(PROBLEM STATEMENT)
Rewrite every entry below, substituting "Put a pin" for each occurrence of "Drop a marker" and keeping everything else the same. Omit the pictures from your answer.

(MATERIALS PROVIDED)
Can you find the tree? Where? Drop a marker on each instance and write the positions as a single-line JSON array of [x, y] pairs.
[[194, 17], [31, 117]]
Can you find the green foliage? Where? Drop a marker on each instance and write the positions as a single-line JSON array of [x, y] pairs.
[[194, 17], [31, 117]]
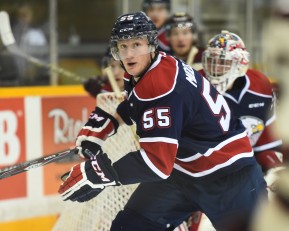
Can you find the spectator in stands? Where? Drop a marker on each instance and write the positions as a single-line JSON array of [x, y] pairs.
[[100, 84], [159, 12], [28, 38], [183, 39]]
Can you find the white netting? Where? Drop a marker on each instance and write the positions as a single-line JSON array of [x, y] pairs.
[[98, 213]]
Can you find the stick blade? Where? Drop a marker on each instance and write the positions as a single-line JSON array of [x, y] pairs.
[[5, 29]]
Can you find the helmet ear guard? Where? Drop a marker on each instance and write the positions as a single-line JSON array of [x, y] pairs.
[[225, 59]]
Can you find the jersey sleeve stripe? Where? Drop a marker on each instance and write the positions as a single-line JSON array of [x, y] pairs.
[[159, 139], [259, 94], [214, 149], [151, 165], [268, 146], [271, 120]]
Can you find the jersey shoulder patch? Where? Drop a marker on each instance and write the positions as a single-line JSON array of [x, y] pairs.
[[159, 80], [259, 83]]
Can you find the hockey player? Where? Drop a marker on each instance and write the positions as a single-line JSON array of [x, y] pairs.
[[159, 12], [182, 35], [193, 154], [249, 95], [247, 91], [100, 84]]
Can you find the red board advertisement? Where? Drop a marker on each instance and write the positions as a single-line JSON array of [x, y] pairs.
[[62, 118], [12, 146]]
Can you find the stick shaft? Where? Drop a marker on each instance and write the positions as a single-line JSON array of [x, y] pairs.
[[27, 165]]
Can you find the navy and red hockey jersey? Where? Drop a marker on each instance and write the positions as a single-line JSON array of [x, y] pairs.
[[183, 123], [251, 99]]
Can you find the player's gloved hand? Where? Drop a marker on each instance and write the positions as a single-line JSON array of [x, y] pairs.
[[87, 179], [99, 126], [93, 85]]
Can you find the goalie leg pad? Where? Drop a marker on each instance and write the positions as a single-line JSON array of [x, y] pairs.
[[128, 220]]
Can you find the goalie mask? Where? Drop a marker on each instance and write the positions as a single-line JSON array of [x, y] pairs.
[[133, 26], [225, 59]]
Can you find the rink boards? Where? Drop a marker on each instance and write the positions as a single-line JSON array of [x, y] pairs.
[[37, 121]]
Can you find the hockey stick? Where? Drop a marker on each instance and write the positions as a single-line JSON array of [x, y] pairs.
[[8, 41], [25, 166]]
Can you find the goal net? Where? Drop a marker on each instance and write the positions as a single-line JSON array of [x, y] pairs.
[[98, 213]]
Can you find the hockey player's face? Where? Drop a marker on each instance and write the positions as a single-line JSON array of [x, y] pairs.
[[118, 73], [158, 15], [181, 40], [135, 55]]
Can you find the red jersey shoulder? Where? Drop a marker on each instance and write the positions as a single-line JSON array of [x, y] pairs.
[[159, 80], [202, 72], [259, 83]]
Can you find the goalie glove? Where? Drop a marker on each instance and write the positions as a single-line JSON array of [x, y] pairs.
[[99, 126], [87, 179]]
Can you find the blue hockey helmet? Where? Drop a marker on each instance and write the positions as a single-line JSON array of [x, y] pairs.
[[133, 26]]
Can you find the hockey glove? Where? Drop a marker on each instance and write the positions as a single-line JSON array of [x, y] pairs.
[[87, 179], [99, 126]]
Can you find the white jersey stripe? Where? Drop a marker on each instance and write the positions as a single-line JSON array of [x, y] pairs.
[[151, 165], [211, 150], [217, 167]]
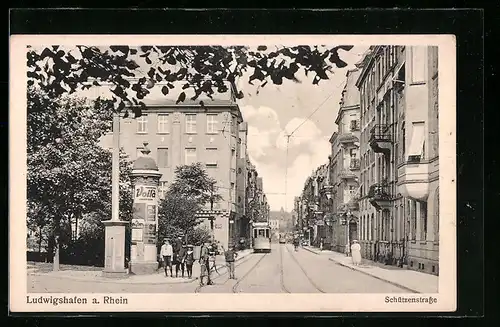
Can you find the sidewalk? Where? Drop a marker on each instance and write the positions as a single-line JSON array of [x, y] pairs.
[[95, 276], [411, 280]]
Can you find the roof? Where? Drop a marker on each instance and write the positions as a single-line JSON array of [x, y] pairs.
[[350, 95], [145, 162]]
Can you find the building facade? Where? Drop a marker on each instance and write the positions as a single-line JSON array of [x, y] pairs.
[[186, 133], [399, 157], [345, 166]]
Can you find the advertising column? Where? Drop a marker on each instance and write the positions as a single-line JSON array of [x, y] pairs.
[[145, 179]]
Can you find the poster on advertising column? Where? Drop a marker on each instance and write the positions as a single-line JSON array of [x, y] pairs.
[[150, 227], [145, 194]]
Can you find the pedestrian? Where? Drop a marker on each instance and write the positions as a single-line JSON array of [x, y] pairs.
[[230, 256], [356, 252], [181, 256], [166, 253], [189, 260]]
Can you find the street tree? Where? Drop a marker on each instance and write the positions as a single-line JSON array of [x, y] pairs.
[[68, 172], [203, 69]]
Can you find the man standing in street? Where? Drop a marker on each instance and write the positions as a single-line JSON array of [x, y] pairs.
[[205, 264], [166, 253], [230, 256]]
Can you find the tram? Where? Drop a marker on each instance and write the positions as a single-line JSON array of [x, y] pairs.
[[261, 237]]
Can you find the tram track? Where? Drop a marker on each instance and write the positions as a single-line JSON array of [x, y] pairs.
[[304, 271], [240, 262], [235, 286]]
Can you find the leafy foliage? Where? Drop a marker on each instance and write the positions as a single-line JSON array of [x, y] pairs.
[[191, 190], [69, 174], [192, 181], [202, 68]]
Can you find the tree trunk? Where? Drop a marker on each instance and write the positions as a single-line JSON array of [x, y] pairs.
[[55, 265], [40, 239]]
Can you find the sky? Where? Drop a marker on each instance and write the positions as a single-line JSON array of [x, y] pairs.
[[279, 110]]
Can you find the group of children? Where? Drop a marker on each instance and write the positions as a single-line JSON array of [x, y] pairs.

(RESPONSE TO THE TASK)
Can you find the tree? Where? Put a pin on each instance and write the positions as a single-line JSON array of [x, y] pairs.
[[194, 17], [31, 117]]
Can you find the green foliage? Where? Put a pin on each instance and write the positions as a single-line JSON array of [x, y] pairs.
[[194, 17], [31, 117]]
Can you find the spectator in stands? Where? Put a pin on each instance and write the positions as a single-line JSON array of [x, y] pairs.
[[100, 84], [159, 12], [28, 38], [183, 39]]
Can you find the white netting? Where? Put a pin on each instance and write the positions as a single-line JSON array of [x, y] pairs.
[[98, 213]]
Can you find the stick blade? Where? Put a pin on each instance and write the positions as a single-line JSON array of [x, y] pairs.
[[5, 29]]
Can you find the helmet ear guard? Where? Put a pin on each instance and write the positions as a single-line JSON array of [x, y] pairs.
[[225, 59]]
Can you find the jersey sleeve stripe? Where? Put a pin on each instance and write the positions as a single-line JSON array of [x, y] pairs.
[[159, 139], [259, 94], [214, 149], [151, 165], [268, 146], [271, 120]]
Can you find the jersey shoulder patch? Where? Put a pin on each instance and write the positions as a single-line JSON array of [x, y] pairs.
[[159, 80], [259, 83]]
Can you find the hockey player? Where? Put a pin on each instance and write the positions as a single-line JSON array of [x, y] pairs.
[[159, 12], [182, 35], [193, 154], [249, 95], [247, 91], [100, 84]]
Can you find the red board advertisement? Where? Put a pin on each instance and write the positions as a single-line JSON array of [x, y] pairs.
[[62, 118], [12, 146]]
Can you find the stick shaft? Where? Put a pin on each instance and write the positions as a single-line JSON array of [x, y] pairs.
[[27, 165]]
Can you find the navy and red hockey jersey? Where? Put a pin on each instance and write the positions as a single-line JSON array of [x, y] pairs.
[[183, 123], [251, 99]]
Can you find the player's gloved hand? Where? Put a pin on each instance and write the positions as a single-line JSON array of [x, y] pairs.
[[87, 179], [99, 126], [93, 85]]
Can you find the goalie leg pad? Where? Put a pin on each instance and write the positions as a single-line JSON array of [x, y] pairs.
[[128, 220]]
Can you find the goalie mask? Where? Put a pin on each instance and write the positions as a single-line JSON array of [x, y] pairs.
[[133, 26], [225, 59]]
Can you find the rink boards? Where? Put a pin on each instance and write the positions as a single-line JSON array of [x, y] pairs.
[[37, 121]]
Can you find the hockey stick? Where? Put a pin on each instance and write the positions as a single-line JSON array of [x, y] pairs.
[[8, 41], [25, 166]]
Can you find the goal net? Where? Put a pin on each instance and write the positions as a single-line JSON array of [x, y] pairs.
[[98, 213]]
Can you find the hockey player's face? Where? Put a pin on each instance and write the positions as a single-line JSON array of [x, y] pairs.
[[118, 73], [158, 15], [181, 40], [135, 55]]
Can you find the red jersey shoulder? Where? Put a pin on each instance and write the positions as a single-line JSON array of [x, y] pairs.
[[159, 80], [202, 72], [259, 83]]
Can you find the goalie glove? Where? Put a pin on each instance and write the positions as a single-line JSON array of [x, y] pairs.
[[99, 126], [87, 179]]
Can you find the blue hockey helmet? Where? Put a pin on each instance and write the positions as a single-line JSON array of [x, y] pairs.
[[133, 26]]
Can you find the hockey glove? Where? Put a pin on each instance and write the positions as a single-line JSON array of [x, y] pairs.
[[87, 179], [99, 126]]
Can you find the white jersey stripe? Where? Put a pin on each instance and write the positions as a single-line JSON array of [x, y] pairs.
[[151, 165], [211, 150], [217, 167]]
Can you find the sidewalk? Where? Put a pin on each instance and write the positions as a single-line JSON array of [x, y] pairs.
[[95, 276], [411, 280]]
Can you find the roof? Where? Put a pin on each instance and write the positions as a single-line JSON array of [x, y] pairs.
[[350, 95], [145, 162]]
Can you find the building facade? Where? Put a pin on each instance and write the positions as a single-line JSON array of [x, y] pairs.
[[186, 133], [399, 157], [345, 166]]
Can you find the advertising column? Where? Put a pin on each instance and write the positions as a single-line JSON array of [x, y] pairs.
[[145, 179]]
Can you find the poster on advertising column? Where? Put a pin on each instance and write the positions as a single-line JSON array of [x, y] pairs.
[[150, 227], [145, 194]]
Can you find the pedestrian? Where? Put a pin on each instance and write the positions as a single-line JSON array of [x, y] pairs.
[[230, 256], [356, 252], [181, 256], [166, 253], [189, 260]]
Can you find the street tree? Where? Put a pin on each instance and write the positions as a single-line JSON array of [x, y] pairs.
[[68, 172], [203, 69]]
Can you find the man standing in street? Where? Put a pin on each instance and write the positions as a single-line JSON array of [x, y] pairs.
[[205, 264], [166, 253], [230, 256]]
Can you find the tram? Where? Put a pin on each instance and write the positions as a single-line JSON array of [x, y] pairs.
[[261, 237]]
Can you find the tram track? Where? Put a pin on each instance and write the positions as a single-line JSON array of [x, y] pairs.
[[304, 271], [240, 262], [235, 286]]
Can you find the leafy foliage? Where? Put a pin on each instance and write the positions as a single-line JSON array of [x, y] pairs.
[[191, 190], [69, 174], [192, 181], [202, 68]]
Can you find the tree trunk? Where? Put a pin on each instance and write the positions as a single-line JSON array of [x, y] pairs.
[[55, 265], [40, 239]]
Can you find the sky? Where? Put a pin on each instance and write the positions as a single-line JSON array of [x, y] pairs.
[[279, 110]]
Can you find the group of children? Where? Put a pin on each instance and write the positions as a single-line JSON array of [x, y] pairs.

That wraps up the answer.